**ABOUT THIS TASK:**
In the page below on managing the ML model workflow, which algorithm is named for the Anomaly algorithm type?

Managing the ML model workflow
This section guides you through the process of building and deploying Machine Learning (ML) models. It provides a step-by-step guide to model creation, data configuration, model training and deployment, and optional event setup.
This section covers the following:
- Creating an ML model
- Configuring an ML model
- Training a new model
- Deploying an ML model
- (Optional) Configuring the event setup
- Deleting ML models
- Duplicating an ML model
- Detaching an ML model from a node
The following diagram shows the workflow for implementing ML in BMC Helix Edge:
Creating an ML model
Create ML models and customize them to the data, resources, and operational constraints of your BMC Helix Edge deployment. Perform the following steps to create an ML model:
- In BMC Helix Edge, navigate to Intelligence > Machine Learning, and click New Model.
- In the New Model panel, perform the following steps:
- In the Name field, enter a descriptive name for the model.
- In the Description field, briefly describe the model's purpose and intended use.
- From the Algorithm type list, select one of the following algorithms:
- Classification: Categorizes data into predefined groups or classes. For example, the classification algorithm type classifies devices based on their type or categorizes events based on their severity.
- Anomaly: Detects unusual patterns or anomalies in the data, such as unexpected spikes in CPU usage, or unusual patterns in log files.
- Regression: Forecasts future data points based on historical data, such as resource usage or performance metrics.
- Time series: Identifies trends and patterns in time-dependent data, such as detecting seasonal variations in sensor readings, or analyzing trends in network traffic.
- In the Algorithm name list, the system automatically selects any of the algorithms based on the Algorithm type specified in step 3c.
The following are the algorithmS supported:- RandomForest-Classification: Random Forest is an ensemble learning method that creates multiple decision trees during training. It then combines the predictions from these individual trees to make the final classification. This approach reduces overfitting and improves model accuracy.
- AutoEncoder-Anomaly: AutoEncoders are neural networks designed to reconstruct their input data. An AutoEncoder-Anomaly model is trained to reconstruct standard data. When presented with anomalous data, the reconstruction error increases significantly. The system uses the difference in the reconstruction error to detect anomalies.
- LightGBM-Regression: Light Gradient Boosting Machine (LightGBM)-Regression is a robust, gradient-boosting framework known for its speed and efficiency. In the context of regression, LightGBM builds an ensemble of decision trees to predict a continuous target variable. The algorithm does this by sequentially adding trees. trees. Each new tree corrects the errors of the previous one
- Multivariate-Deep-TimeSeries: This algorithm constitutes Multivariate and Deep time series. The multivariate considers multiple input variables that change over time and deep employs a deep learning architecture, such as Recurrent Neural Networks (RNNs) or Long Short-Term Memory (LSTM) networks, which are well-suited for analyzing sequential data.

**AVAILABLE DATA:**
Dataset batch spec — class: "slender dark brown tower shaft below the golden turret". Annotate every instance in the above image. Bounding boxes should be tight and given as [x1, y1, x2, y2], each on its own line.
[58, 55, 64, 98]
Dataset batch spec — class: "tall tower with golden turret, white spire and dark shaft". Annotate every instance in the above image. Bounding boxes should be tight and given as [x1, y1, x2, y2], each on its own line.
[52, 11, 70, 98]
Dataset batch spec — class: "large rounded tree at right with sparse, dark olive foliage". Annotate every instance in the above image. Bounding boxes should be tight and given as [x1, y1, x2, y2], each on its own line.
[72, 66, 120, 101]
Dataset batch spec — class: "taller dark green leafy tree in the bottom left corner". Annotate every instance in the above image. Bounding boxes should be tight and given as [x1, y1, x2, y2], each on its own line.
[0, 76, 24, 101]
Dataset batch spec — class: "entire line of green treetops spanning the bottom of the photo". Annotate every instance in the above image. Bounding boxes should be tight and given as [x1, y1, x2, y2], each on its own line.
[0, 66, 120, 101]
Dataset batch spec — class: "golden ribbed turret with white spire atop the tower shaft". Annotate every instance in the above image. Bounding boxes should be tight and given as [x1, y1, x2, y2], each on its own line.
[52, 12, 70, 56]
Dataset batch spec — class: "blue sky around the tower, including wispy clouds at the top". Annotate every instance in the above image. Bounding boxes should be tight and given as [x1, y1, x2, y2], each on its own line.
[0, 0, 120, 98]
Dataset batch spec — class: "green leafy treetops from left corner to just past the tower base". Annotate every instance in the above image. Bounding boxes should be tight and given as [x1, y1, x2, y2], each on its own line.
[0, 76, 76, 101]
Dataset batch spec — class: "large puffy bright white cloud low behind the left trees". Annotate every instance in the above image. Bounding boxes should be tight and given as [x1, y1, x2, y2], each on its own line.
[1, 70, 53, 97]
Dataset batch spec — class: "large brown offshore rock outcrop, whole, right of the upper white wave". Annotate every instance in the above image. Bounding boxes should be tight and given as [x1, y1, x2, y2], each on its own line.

**RESULT BELOW:**
AutoEncoder-Anomaly.